PAGE EXCERPT:
>>
Group therapy is an effective therapeutic approach for individuals experiencing different psychological symptoms, including substance use disorders. Since children and adolescents can easily express themselves while in groups, group psychotherapy can be an effective therapeutic intervention for this client population. Moreover, the grouping is an automatic occurrence for young people. Peer feedback in such settings often plays a critical role in the process of change for a group client (Arias-Pujol & Anguera, 2017). Therefore, it is expected that clients presenting for child and adolescent group therapy should progress adequately as the group progresses. However, there are cases where a client from the group may fail to progress according to expected clinical outcomes.
<<
GIVEN DATA:
>>
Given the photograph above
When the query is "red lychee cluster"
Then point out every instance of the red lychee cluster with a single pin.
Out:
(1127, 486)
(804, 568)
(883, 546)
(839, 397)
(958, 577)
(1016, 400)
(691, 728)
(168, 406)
<<
QUESTIONS:
1. According to the group therapy excerpt, why can group psychotherapy be an effective intervention for children and adolescents? Answer in one to three sentences.
2. List every point the group therapy excerpt offers in favor of group therapy for children and adolescents.
The data has nothing to do with the group therapy excerpt.

SOLVED TASKS:
1. Children and adolescents can easily express themselves while in groups, so group psychotherapy can work well for them. The excerpt also notes that grouping happens automatically for young people.

2.
- Children and adolescents can easily express themselves while in groups.
- Grouping is an automatic occurrence for young people.
- Peer feedback in such settings often plays a critical role in a group client's process of change.